PROBLEM: Find the line that contains "of the home" and print it and every line after it, exactly, please.

::: RAW RECORDS :::

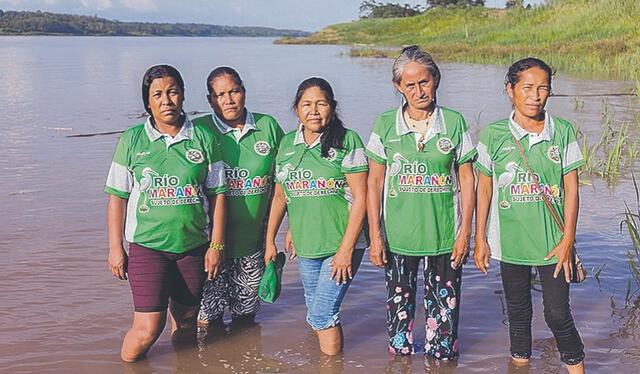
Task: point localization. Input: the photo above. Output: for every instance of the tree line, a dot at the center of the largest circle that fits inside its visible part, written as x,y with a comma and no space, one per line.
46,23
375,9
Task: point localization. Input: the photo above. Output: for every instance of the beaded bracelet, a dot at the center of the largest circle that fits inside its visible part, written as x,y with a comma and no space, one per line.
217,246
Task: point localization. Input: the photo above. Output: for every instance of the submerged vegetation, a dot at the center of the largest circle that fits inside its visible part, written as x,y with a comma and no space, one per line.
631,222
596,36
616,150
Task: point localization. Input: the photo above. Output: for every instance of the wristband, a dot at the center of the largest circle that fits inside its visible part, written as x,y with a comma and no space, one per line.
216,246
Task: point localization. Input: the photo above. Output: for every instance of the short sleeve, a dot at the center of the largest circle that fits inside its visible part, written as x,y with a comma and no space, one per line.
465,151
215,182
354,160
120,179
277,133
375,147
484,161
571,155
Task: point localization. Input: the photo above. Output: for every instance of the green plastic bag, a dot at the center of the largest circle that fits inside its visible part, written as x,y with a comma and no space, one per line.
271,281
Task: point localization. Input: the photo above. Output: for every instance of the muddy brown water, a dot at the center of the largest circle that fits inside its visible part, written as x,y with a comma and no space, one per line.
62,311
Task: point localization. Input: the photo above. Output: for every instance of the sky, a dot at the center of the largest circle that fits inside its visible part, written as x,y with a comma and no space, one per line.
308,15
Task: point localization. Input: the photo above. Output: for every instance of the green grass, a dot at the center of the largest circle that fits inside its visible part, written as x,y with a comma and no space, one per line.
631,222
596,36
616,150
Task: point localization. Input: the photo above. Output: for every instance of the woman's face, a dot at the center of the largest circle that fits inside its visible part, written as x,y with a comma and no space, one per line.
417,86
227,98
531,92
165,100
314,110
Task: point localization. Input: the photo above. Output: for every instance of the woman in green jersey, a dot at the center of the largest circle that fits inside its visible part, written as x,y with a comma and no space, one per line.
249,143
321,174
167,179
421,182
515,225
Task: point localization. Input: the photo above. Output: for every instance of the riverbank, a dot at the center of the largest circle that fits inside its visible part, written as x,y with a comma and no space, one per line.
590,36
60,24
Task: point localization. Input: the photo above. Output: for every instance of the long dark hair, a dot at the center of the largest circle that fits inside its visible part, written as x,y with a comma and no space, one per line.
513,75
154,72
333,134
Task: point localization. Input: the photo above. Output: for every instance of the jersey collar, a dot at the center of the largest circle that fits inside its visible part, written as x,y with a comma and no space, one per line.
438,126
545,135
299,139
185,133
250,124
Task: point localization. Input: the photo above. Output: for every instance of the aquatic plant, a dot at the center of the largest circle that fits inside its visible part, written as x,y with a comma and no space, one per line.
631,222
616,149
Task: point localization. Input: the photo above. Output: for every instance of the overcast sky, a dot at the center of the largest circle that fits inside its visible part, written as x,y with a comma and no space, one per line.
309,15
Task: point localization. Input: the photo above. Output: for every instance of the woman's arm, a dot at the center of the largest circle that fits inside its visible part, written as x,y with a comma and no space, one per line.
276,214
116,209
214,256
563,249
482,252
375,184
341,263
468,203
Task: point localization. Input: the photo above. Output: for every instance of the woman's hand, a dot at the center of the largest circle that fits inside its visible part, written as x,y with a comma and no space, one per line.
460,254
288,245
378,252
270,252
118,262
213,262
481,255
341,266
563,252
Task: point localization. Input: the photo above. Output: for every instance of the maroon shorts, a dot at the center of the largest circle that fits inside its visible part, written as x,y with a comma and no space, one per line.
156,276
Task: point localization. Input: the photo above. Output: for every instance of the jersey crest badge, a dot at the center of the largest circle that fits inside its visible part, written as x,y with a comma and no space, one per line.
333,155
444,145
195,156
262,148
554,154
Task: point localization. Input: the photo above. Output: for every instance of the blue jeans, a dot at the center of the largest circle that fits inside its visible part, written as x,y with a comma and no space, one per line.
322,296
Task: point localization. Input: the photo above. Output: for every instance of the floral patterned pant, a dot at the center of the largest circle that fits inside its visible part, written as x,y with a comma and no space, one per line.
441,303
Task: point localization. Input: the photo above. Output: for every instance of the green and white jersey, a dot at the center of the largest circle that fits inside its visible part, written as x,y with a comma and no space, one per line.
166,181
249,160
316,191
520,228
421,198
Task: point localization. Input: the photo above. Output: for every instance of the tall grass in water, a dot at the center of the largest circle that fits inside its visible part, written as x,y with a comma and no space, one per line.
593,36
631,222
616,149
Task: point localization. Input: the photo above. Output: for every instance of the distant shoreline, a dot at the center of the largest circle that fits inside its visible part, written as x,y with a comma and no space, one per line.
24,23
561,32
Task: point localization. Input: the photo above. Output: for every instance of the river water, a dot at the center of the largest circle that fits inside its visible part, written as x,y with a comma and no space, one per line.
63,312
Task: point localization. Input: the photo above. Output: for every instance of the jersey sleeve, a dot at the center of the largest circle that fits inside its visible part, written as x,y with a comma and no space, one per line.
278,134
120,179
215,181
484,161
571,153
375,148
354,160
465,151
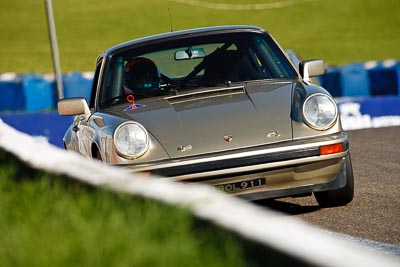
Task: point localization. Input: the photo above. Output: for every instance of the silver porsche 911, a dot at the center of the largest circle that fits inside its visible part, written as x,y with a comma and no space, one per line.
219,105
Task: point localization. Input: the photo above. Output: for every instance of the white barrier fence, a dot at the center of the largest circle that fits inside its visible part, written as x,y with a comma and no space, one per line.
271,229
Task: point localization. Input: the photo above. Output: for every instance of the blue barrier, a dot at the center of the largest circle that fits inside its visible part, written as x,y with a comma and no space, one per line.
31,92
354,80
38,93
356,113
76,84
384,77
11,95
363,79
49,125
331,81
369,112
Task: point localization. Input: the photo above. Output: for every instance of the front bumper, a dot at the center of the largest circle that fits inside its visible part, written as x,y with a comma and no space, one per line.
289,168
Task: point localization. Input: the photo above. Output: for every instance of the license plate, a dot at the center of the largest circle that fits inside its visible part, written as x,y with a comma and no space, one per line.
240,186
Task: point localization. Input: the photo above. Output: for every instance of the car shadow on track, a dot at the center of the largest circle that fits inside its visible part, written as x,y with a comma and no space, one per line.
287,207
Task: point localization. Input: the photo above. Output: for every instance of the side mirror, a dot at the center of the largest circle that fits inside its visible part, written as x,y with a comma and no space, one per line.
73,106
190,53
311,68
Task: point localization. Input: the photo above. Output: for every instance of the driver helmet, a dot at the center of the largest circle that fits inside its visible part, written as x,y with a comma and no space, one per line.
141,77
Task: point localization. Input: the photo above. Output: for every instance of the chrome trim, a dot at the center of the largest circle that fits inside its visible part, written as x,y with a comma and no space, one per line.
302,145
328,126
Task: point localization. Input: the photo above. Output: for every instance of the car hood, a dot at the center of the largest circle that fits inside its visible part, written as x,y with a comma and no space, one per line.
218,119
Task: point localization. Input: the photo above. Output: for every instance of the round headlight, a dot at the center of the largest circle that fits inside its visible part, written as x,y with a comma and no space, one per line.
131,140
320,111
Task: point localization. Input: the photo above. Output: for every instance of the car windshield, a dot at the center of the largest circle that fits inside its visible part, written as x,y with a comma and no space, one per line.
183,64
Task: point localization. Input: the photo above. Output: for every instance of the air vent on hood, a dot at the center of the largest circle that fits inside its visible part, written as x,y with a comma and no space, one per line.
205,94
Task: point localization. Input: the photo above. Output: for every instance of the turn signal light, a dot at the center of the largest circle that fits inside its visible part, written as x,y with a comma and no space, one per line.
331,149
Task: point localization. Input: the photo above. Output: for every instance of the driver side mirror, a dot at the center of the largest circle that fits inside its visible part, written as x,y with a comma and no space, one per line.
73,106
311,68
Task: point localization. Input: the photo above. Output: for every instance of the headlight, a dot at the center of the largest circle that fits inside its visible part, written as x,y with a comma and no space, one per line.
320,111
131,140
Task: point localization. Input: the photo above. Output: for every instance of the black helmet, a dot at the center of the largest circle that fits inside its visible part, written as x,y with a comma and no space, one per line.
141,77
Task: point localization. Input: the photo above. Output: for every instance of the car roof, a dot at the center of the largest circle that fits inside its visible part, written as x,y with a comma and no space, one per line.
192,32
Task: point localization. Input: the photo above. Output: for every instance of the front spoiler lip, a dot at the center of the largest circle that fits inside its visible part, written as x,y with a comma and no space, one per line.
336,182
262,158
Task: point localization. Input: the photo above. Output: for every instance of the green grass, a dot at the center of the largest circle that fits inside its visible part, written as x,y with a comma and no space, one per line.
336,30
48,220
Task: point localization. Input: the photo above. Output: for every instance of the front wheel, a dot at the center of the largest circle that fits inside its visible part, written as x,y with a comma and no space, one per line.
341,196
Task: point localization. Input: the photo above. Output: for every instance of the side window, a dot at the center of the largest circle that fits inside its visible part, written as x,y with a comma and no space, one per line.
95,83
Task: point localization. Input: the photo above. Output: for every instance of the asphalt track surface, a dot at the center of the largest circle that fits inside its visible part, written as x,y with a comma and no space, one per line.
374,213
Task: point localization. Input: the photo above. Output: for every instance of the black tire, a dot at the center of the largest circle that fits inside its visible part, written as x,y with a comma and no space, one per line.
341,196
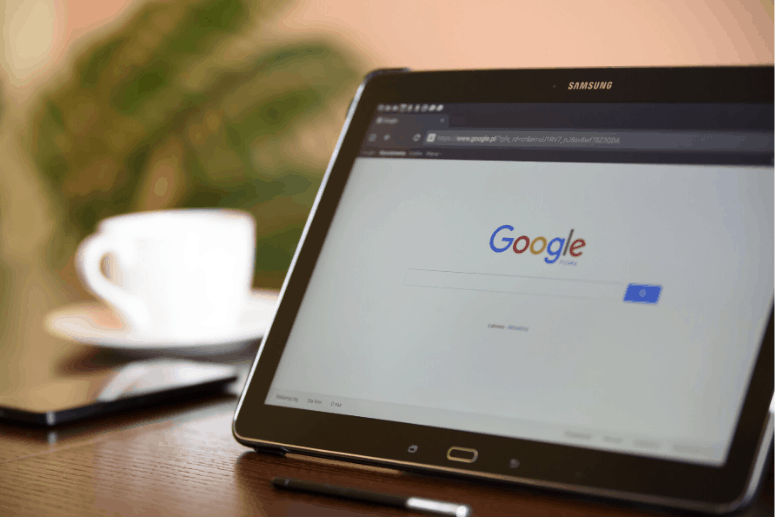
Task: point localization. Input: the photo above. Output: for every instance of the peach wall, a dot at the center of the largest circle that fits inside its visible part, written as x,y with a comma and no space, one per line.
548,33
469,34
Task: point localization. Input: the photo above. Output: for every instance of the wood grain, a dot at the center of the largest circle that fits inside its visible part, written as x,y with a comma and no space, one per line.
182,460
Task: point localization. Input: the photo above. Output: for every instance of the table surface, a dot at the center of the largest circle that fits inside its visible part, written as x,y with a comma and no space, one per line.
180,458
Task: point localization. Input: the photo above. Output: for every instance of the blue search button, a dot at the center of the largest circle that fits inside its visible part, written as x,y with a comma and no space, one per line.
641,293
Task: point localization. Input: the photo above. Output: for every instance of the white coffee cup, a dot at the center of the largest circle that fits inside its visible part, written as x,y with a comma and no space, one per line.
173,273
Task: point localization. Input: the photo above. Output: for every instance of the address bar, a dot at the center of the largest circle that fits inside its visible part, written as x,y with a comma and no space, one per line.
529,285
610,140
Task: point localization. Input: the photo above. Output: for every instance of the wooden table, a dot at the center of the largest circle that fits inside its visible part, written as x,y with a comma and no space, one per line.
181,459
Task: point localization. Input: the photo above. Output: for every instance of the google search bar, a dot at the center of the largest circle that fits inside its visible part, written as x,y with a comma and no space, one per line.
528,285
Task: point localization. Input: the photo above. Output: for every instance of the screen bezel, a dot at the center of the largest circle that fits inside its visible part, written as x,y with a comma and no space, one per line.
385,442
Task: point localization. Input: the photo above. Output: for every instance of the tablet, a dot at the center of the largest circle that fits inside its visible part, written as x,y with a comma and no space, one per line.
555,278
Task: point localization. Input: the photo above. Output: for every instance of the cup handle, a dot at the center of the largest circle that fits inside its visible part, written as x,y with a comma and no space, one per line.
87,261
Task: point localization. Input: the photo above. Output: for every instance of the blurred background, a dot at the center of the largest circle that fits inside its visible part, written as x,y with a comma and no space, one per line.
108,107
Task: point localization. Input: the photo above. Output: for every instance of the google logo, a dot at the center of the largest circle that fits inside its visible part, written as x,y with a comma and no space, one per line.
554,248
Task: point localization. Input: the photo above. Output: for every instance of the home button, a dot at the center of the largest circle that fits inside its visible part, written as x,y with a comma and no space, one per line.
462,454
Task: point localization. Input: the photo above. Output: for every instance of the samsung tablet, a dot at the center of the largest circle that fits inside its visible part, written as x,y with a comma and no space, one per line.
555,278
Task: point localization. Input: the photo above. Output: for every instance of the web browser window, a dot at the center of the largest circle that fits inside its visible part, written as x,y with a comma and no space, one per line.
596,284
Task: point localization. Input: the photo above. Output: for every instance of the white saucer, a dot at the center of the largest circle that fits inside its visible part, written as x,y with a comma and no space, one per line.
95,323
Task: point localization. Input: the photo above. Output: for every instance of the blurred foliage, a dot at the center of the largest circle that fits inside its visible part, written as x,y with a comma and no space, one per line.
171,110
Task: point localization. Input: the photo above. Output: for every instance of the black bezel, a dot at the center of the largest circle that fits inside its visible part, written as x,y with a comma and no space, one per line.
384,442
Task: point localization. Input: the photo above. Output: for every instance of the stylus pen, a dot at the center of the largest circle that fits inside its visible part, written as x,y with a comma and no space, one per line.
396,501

:::

TASK OUTPUT:
Task: point localization. Input: the photo above. Output: for every instance of the home button, a dot at the center of the largest circle that fits inside its visible part, written as x,y with a comma and no space, one per line.
462,454
Task: point localization. Input: the photo above. Output: for every instance of the samsung tablet, a dot at the center of the largest circle that fits inside its visible part, written as x,y with a comma and no space, one per line.
555,278
Task: point localization. Input: the photo above. Output: for every instance of the web browser window, a dot at the center of the largest circle that fits inside its visible part, written as x,y with a comma and no space, one per line.
596,284
Task: point localization. Input: the photo above. Output: for every instance of the white saucer, a dot at the center of the largest circle that fits inside its visible part, written as x,y with a comma and no space, one per line.
95,323
Task: point localization. Input: the photo above. Output: for every instance of the blurred foliage, a dot at the center of the largest circle that fits inside its visible part, written as x,y with a comma and no space, one per line.
171,110
Task: point localization. Input: the photo above. Output: for every instance of the black bezel, a dot at the center of the largest circle that fits inside its visible part, written as x,y with a comma and no space, one per line.
384,442
Task: point localization. Input: the photo above. Output: for every instance of the stylus pen, a dot at the center of the largest circle that fits inside its visible part, written as x,y with a comma and no space, one per line.
396,501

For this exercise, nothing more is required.